EXERCISE DETAILS: Once you have read the listing, retype all of it exactly.

DATA PROVIDED:
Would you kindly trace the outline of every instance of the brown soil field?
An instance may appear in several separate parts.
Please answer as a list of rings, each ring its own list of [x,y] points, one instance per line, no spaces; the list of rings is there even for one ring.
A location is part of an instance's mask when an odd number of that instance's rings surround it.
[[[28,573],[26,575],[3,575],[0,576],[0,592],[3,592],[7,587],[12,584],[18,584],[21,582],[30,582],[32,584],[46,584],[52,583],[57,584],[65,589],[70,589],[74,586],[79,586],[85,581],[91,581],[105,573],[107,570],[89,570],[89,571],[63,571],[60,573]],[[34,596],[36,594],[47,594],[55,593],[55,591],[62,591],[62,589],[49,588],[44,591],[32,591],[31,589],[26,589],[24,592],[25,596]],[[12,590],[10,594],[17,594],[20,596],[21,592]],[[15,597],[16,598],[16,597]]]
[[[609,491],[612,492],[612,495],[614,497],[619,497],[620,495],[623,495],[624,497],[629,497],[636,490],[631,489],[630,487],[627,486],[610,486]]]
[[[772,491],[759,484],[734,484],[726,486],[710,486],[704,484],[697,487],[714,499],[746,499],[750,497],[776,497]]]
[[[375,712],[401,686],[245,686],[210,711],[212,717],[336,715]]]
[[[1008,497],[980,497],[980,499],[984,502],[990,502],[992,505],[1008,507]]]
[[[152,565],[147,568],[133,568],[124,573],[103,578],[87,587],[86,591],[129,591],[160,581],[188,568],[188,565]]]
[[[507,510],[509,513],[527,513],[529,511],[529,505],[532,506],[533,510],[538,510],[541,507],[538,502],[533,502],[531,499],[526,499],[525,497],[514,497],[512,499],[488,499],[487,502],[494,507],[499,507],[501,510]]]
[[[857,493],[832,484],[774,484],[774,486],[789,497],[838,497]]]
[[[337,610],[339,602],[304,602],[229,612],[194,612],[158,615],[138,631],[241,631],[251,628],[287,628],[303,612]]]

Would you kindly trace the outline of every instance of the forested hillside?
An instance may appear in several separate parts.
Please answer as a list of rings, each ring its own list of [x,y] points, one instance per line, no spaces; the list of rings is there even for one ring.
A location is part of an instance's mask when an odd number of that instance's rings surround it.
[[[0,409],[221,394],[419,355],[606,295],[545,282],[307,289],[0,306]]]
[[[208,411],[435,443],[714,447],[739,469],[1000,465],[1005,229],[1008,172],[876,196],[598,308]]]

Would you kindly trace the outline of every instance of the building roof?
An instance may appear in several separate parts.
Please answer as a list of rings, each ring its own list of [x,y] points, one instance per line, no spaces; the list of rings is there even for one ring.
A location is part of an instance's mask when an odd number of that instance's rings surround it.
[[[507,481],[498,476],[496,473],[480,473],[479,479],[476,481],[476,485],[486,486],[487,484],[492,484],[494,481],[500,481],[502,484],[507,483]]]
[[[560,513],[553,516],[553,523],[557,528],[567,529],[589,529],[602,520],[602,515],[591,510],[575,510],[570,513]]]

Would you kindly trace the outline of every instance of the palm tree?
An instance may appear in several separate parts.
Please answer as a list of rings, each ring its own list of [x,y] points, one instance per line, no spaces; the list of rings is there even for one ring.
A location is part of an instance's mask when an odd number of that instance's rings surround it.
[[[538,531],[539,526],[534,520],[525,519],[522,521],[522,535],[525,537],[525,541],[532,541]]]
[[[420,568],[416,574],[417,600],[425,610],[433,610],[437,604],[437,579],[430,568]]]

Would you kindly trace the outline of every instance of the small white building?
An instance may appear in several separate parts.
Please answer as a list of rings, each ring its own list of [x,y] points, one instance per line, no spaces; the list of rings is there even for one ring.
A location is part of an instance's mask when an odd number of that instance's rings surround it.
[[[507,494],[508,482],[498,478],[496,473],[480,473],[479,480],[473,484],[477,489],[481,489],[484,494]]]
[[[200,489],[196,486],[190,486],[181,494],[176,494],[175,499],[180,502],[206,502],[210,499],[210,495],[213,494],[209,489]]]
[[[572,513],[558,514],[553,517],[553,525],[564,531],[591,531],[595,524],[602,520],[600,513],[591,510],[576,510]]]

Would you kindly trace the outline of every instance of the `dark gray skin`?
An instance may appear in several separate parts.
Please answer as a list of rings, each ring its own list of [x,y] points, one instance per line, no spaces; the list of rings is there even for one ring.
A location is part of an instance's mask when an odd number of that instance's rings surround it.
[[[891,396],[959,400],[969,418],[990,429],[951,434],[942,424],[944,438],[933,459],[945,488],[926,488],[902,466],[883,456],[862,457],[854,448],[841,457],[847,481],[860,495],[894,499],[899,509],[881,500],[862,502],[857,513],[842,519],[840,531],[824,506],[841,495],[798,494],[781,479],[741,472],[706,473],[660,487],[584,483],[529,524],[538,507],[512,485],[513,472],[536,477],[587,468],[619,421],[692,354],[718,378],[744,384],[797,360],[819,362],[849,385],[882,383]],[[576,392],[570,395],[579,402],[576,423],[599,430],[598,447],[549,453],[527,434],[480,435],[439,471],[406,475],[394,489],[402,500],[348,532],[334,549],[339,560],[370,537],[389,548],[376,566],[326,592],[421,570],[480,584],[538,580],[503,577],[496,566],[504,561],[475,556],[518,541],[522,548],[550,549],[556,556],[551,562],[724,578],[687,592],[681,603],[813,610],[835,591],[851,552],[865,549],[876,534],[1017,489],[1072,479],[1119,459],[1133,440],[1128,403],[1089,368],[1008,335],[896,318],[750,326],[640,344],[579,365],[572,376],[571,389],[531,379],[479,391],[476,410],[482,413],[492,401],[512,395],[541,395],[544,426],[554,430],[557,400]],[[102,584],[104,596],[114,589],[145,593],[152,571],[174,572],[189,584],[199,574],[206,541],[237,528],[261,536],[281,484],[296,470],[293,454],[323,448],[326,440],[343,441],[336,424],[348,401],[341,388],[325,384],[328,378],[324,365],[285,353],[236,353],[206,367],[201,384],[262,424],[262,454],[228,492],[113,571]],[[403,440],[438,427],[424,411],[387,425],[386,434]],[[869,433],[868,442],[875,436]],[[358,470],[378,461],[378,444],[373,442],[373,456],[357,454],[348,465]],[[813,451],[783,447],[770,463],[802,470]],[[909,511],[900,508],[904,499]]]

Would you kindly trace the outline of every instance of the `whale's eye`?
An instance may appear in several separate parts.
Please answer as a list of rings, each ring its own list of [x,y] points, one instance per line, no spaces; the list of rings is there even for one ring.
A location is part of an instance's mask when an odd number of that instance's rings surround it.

RESULT OF THE EXERCISE:
Would you kindly trace the outline of every instance of the brown soil field?
An instance may appear in several separate parts.
Please answer as a list of rings, each ring its own list of [x,y] points, one instance per line, no spaces; the list of rings is there even for one ring.
A location is part of an instance's mask when an odd number of that instance's rings surround it.
[[[28,573],[26,575],[3,575],[0,576],[0,592],[3,592],[7,587],[12,584],[18,584],[21,582],[30,582],[32,584],[46,584],[52,583],[57,584],[65,589],[70,589],[74,586],[79,586],[85,581],[91,581],[105,573],[107,570],[89,570],[89,571],[63,571],[60,573]],[[34,596],[36,594],[47,594],[55,593],[55,591],[62,591],[62,589],[49,588],[44,591],[32,591],[31,589],[26,589],[24,592],[25,596]],[[12,590],[10,594],[17,594],[20,596],[21,592]],[[15,597],[16,598],[16,597]]]
[[[609,491],[612,492],[612,495],[614,497],[619,497],[620,495],[623,495],[624,497],[629,497],[636,490],[631,489],[630,487],[627,486],[610,486]]]
[[[772,491],[759,484],[734,484],[726,486],[710,486],[704,484],[697,487],[714,499],[746,499],[750,497],[776,497]]]
[[[375,712],[401,686],[245,686],[210,711],[212,717],[336,715]]]
[[[1008,497],[980,497],[980,499],[984,502],[990,502],[992,505],[1008,507]]]
[[[152,565],[147,568],[133,568],[124,573],[103,578],[87,587],[86,591],[129,591],[160,581],[188,568],[188,565]]]
[[[507,510],[509,513],[527,513],[529,511],[529,505],[532,506],[533,510],[538,510],[541,507],[538,502],[533,502],[531,499],[526,499],[525,497],[514,497],[512,499],[488,499],[487,502],[494,507],[499,507],[501,510]]]
[[[857,493],[832,484],[774,484],[774,486],[789,497],[838,497]]]
[[[337,610],[339,602],[304,602],[229,612],[194,612],[158,615],[138,631],[241,631],[251,628],[287,628],[303,612]]]

Would you kindly trace the outline of every instance of the forested hillside?
An instance may appear in several separate parts.
Please answer as a list of rings, each ring its own list of [x,y] points, one instance per line, no spaces; the list of rings is there even for one ring.
A location is part of an instance's mask when an odd number of that instance's rings surround it.
[[[0,409],[221,394],[419,355],[606,295],[545,282],[307,289],[0,306]]]
[[[208,411],[435,443],[714,447],[739,469],[1000,465],[1005,229],[1008,172],[876,196],[598,308]]]

Would you kindly trace the outline of every instance of the building roof?
An instance may appear in several separate parts.
Please answer as a list of rings, each ring its own list of [x,y] points, one instance per line, no spaces; the list of rings is there even for one ring.
A location is part of an instance's mask when an odd number of that instance's rings surround it.
[[[507,481],[498,476],[496,473],[480,473],[479,479],[476,481],[476,485],[486,486],[487,484],[492,484],[494,481],[500,481],[502,484],[507,483]]]
[[[560,513],[553,516],[553,523],[557,528],[567,529],[589,529],[602,520],[602,515],[591,510],[575,510],[570,513]]]

Would you kindly trace the outline of every instance of the palm tree?
An instance may appear in several separate parts.
Please answer as a list of rings, each ring its own list of [x,y] points, one instance per line, no spaces; the list of rings is there even for one ring.
A location is part of an instance's mask when an odd number of that instance's rings surround it.
[[[538,531],[539,526],[534,520],[525,519],[522,521],[522,535],[525,537],[525,541],[532,541]]]
[[[420,568],[416,574],[417,600],[425,610],[433,610],[437,604],[437,579],[430,568]]]

Would you kindly trace the outline of every instance of the small white building?
An instance may appear in several separate parts.
Please answer as a list of rings, each ring its own list of [x,y] points, one instance per line, no spaces; the list of rings is there even for one ring.
A location is part of an instance's mask when an odd number of that instance's rings surround it.
[[[507,494],[508,482],[498,478],[496,473],[480,473],[479,480],[473,484],[477,489],[481,489],[484,494]]]
[[[200,489],[196,486],[190,486],[181,494],[176,494],[175,499],[180,502],[206,502],[210,499],[210,495],[213,494],[209,489]]]
[[[572,513],[558,514],[553,517],[553,525],[564,531],[591,531],[595,524],[602,520],[600,513],[591,510],[576,510]]]

Would you kindly trace the outline of every instance of the `dark gray skin`?
An instance may appear in several separate parts.
Please answer as a list of rings, each ring its own list of [x,y] points, one instance per line, no spaces; the list of rings is there even for one ring.
A location is part of an instance's mask when an odd number of that instance's rings surround it.
[[[891,396],[959,400],[969,418],[990,429],[951,434],[942,424],[944,438],[933,459],[945,488],[926,488],[902,466],[883,456],[862,457],[854,448],[841,457],[847,481],[860,495],[894,499],[899,509],[881,500],[862,502],[857,513],[842,519],[840,531],[824,506],[841,495],[798,494],[781,479],[741,472],[706,473],[660,487],[584,483],[529,524],[538,507],[512,485],[513,472],[536,477],[587,468],[619,421],[692,354],[718,378],[744,384],[797,360],[819,362],[849,385],[882,383]],[[576,392],[570,395],[579,402],[576,423],[599,430],[598,447],[549,453],[527,434],[480,435],[439,471],[406,475],[394,489],[402,500],[348,532],[334,549],[339,560],[370,537],[389,548],[376,566],[326,592],[421,570],[480,584],[538,580],[503,577],[496,566],[504,561],[475,556],[518,541],[522,548],[550,549],[556,556],[551,562],[724,578],[687,592],[681,603],[813,610],[835,591],[851,552],[865,549],[876,534],[1017,489],[1072,479],[1119,459],[1133,440],[1128,403],[1089,368],[1008,335],[896,318],[750,326],[640,344],[579,365],[572,376],[571,389],[531,379],[479,391],[476,410],[482,413],[492,401],[512,395],[541,395],[544,426],[554,430],[557,400]],[[102,584],[104,596],[114,589],[145,593],[152,571],[174,572],[189,584],[199,574],[206,541],[237,528],[261,536],[281,484],[296,470],[293,454],[323,448],[326,440],[343,441],[336,424],[348,401],[341,388],[325,384],[328,378],[324,365],[285,353],[236,353],[206,367],[201,384],[262,424],[262,454],[228,492],[113,571]],[[403,440],[438,427],[424,411],[387,425],[386,434]],[[869,433],[868,442],[875,436]],[[358,470],[378,461],[378,444],[373,442],[373,456],[357,454],[348,465]],[[813,451],[783,447],[770,463],[802,470]],[[909,511],[900,508],[904,499]]]

Would you kindly trace the outline of every instance of the `whale's eye`?
An instance may appear in several separate parts.
Please answer as a list of rings, each ring its own list of [x,y] points, one instance per line, no spaces; the list of rings is there even for one ring.
A location is part of an instance's mask when an odd number of that instance's rings surround it.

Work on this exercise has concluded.